[Opening Data provided section]

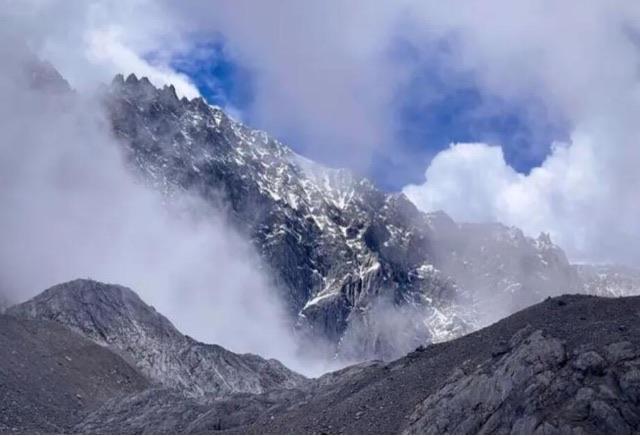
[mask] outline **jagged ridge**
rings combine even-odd
[[[106,102],[144,179],[170,196],[195,191],[230,205],[300,330],[328,338],[344,357],[389,359],[459,336],[487,321],[461,309],[486,296],[509,300],[493,321],[577,290],[550,241],[424,214],[404,195],[304,159],[200,98],[178,99],[171,86],[117,76]],[[394,328],[406,335],[398,340]]]

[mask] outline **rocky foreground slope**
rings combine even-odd
[[[637,433],[639,317],[640,297],[548,299],[389,364],[331,375],[236,431]]]
[[[0,315],[0,433],[68,433],[105,401],[150,385],[58,323]]]
[[[13,386],[7,392],[19,395],[0,406],[4,407],[2,432],[12,428],[57,432],[71,425],[79,433],[640,431],[640,297],[556,297],[459,339],[420,347],[390,363],[363,363],[261,393],[195,397],[188,384],[152,383],[148,368],[138,364],[138,372],[119,357],[136,356],[137,345],[133,340],[127,352],[118,348],[118,343],[126,341],[120,335],[131,332],[119,329],[117,317],[92,321],[94,328],[81,332],[110,344],[110,349],[65,330],[63,325],[73,324],[70,320],[109,312],[111,297],[104,294],[118,296],[122,289],[105,287],[101,298],[90,302],[80,298],[80,304],[65,305],[59,304],[65,287],[54,287],[46,297],[36,298],[39,304],[11,309],[13,315],[0,318],[14,326],[0,333],[4,357],[11,359],[16,347],[22,353],[11,365],[3,360],[0,382]],[[53,311],[46,307],[55,308],[57,315],[51,316]],[[31,319],[37,314],[60,322]],[[134,318],[133,323],[137,322]],[[96,337],[97,331],[104,336]],[[56,345],[58,336],[65,338],[62,350]],[[25,338],[30,342],[22,344]],[[156,339],[154,346],[162,349],[171,335]],[[82,347],[95,351],[78,353]],[[79,363],[72,363],[76,359]],[[71,365],[77,365],[73,374],[68,373]],[[129,382],[123,385],[121,377],[105,378],[100,375],[103,368],[128,374]],[[216,378],[215,371],[207,373]],[[87,379],[92,383],[90,400],[85,400]],[[44,385],[37,388],[41,382]],[[36,389],[47,396],[40,399]],[[42,408],[42,403],[47,406]],[[14,412],[7,414],[6,405]],[[64,422],[56,421],[67,408],[71,413]],[[44,410],[42,419],[29,420],[33,410]],[[17,423],[26,421],[32,423],[30,427],[18,427]]]
[[[305,380],[277,360],[232,353],[183,335],[122,286],[74,280],[47,289],[7,314],[56,321],[116,351],[150,380],[190,397],[261,393]]]

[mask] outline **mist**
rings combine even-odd
[[[7,51],[7,50],[5,50]],[[0,294],[91,278],[128,286],[183,333],[316,374],[253,246],[195,196],[169,201],[125,165],[99,98],[0,67]]]

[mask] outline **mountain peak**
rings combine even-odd
[[[296,327],[328,339],[332,355],[397,357],[577,287],[561,250],[518,229],[425,214],[202,98],[132,82],[113,87],[107,107],[139,176],[169,196],[222,199],[274,272]],[[388,313],[374,316],[379,307]],[[406,340],[386,334],[394,319],[410,320]]]
[[[8,313],[61,322],[103,345],[117,340],[114,333],[127,331],[134,324],[160,329],[170,336],[180,334],[131,289],[90,279],[52,286],[30,301],[10,308]]]
[[[78,279],[53,286],[8,314],[56,321],[114,349],[152,380],[187,395],[260,393],[293,387],[304,377],[276,360],[199,343],[129,288]]]

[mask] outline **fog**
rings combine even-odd
[[[23,301],[75,278],[118,283],[196,339],[275,357],[306,374],[324,369],[299,357],[279,293],[220,212],[195,196],[168,202],[145,187],[126,168],[96,95],[35,89],[25,54],[4,52],[5,298]]]

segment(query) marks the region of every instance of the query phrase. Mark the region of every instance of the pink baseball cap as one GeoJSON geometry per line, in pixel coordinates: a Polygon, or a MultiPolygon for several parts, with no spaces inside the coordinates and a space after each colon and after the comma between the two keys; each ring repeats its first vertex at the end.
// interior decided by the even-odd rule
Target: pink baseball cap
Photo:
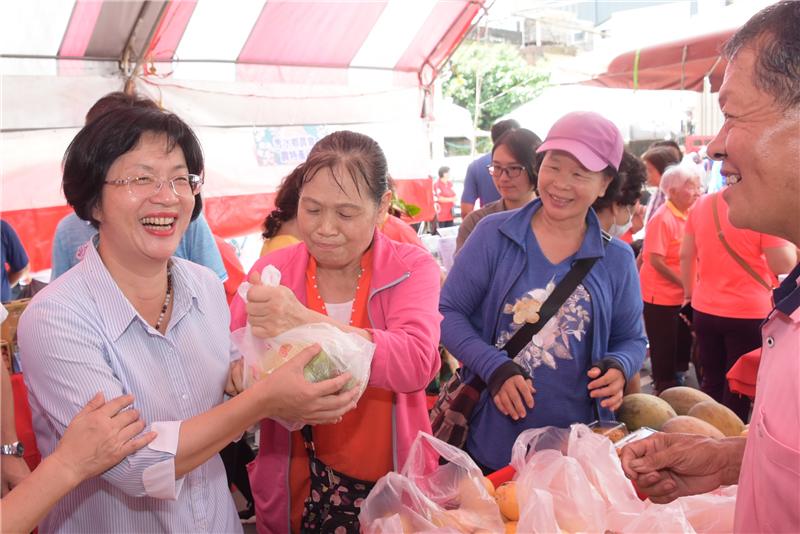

[Closing Data provided section]

Exercise objective >> What you return must match the records exactly, apart from the images, which are omitted.

Response to the task >>
[mask] outline **jagged ridge**
rings combine even-odd
[[[106,102],[144,179],[170,196],[195,191],[230,205],[300,330],[328,338],[344,357],[389,359],[459,336],[487,321],[461,309],[486,296],[509,300],[493,321],[577,290],[550,241],[424,214],[404,195],[304,159],[200,98],[178,99],[171,86],[117,76]],[[394,328],[406,335],[398,340]]]

[mask] outline **rocky foreground slope**
rings combine even-odd
[[[637,433],[639,317],[640,297],[548,299],[389,364],[331,375],[236,431]]]
[[[0,315],[0,433],[68,433],[105,401],[150,385],[58,323]]]
[[[13,386],[7,392],[19,395],[0,406],[4,407],[2,432],[12,428],[57,432],[71,425],[79,433],[640,431],[640,297],[556,297],[459,339],[420,347],[390,363],[363,363],[261,393],[195,397],[188,384],[152,383],[148,368],[138,364],[138,372],[119,357],[136,356],[137,345],[133,340],[127,352],[118,348],[118,343],[126,341],[120,335],[131,332],[119,329],[117,317],[92,321],[94,328],[81,332],[110,344],[110,349],[65,330],[63,325],[73,324],[70,320],[109,312],[111,297],[104,294],[118,296],[122,289],[105,287],[101,298],[90,302],[80,298],[80,304],[65,305],[59,304],[65,287],[54,287],[46,297],[36,298],[39,304],[11,309],[13,315],[0,318],[14,326],[0,333],[4,357],[11,359],[16,347],[22,353],[11,365],[3,360],[0,382]],[[53,311],[46,307],[55,308],[57,315],[51,316]],[[31,319],[37,314],[60,322]],[[134,318],[133,323],[137,322]],[[96,337],[97,331],[104,336]],[[56,345],[58,336],[65,338],[62,350]],[[25,338],[30,342],[22,344]],[[156,339],[154,346],[162,349],[171,335]],[[82,347],[95,351],[78,353]],[[79,363],[72,363],[76,359]],[[71,365],[77,365],[73,374],[68,373]],[[129,382],[123,385],[121,377],[105,378],[100,375],[103,368],[128,374]],[[216,378],[215,371],[207,373]],[[87,379],[92,383],[90,400],[85,400]],[[44,385],[37,388],[41,382]],[[36,389],[47,396],[40,399]],[[42,408],[42,403],[47,406]],[[14,412],[7,414],[6,405]],[[64,422],[56,421],[67,408],[71,413]],[[44,410],[42,419],[29,420],[33,410]],[[17,423],[26,421],[32,423],[30,427],[18,427]]]
[[[305,380],[277,360],[232,353],[183,335],[122,286],[74,280],[47,289],[7,314],[56,321],[116,351],[150,380],[190,397],[261,393]]]

[mask] outline **mist**
rings combine even-odd
[[[7,51],[7,50],[5,50]],[[0,294],[91,278],[128,286],[183,333],[316,374],[253,246],[195,196],[169,201],[125,165],[99,98],[0,67]]]

[mask] outline **mountain peak**
rings combine even-odd
[[[296,327],[328,339],[332,355],[397,357],[577,287],[561,250],[518,229],[425,214],[202,98],[132,82],[113,87],[107,107],[139,176],[169,196],[222,199],[274,272]],[[388,313],[374,316],[379,307]],[[406,340],[386,334],[394,319],[410,320]]]
[[[8,313],[61,322],[103,345],[117,340],[114,333],[127,331],[134,324],[160,329],[170,336],[180,334],[131,289],[90,279],[52,286],[30,301],[10,308]]]
[[[78,279],[53,286],[8,314],[56,321],[114,349],[152,380],[187,395],[260,393],[293,387],[304,377],[276,360],[199,343],[129,288]]]

[mask] outline **fog**
rings combine even-odd
[[[23,301],[75,278],[118,283],[196,339],[275,357],[306,374],[324,369],[299,357],[279,293],[220,212],[195,196],[168,202],[145,187],[126,168],[96,95],[35,89],[25,54],[4,52],[5,298]]]

segment(query) marks the region of every instance of the query phrase. Mark the region of every instance of the pink baseball cap as one GeoJSON geometry per line, in pixel coordinates: a Polygon, or a MultiPolygon for several parts, with no spaces inside the coordinates and a space after each colon and after the comma between the two keys; each ring repeats its first vertex at the end.
// interior decided by the even-odd rule
Target: pink baseball cap
Photo:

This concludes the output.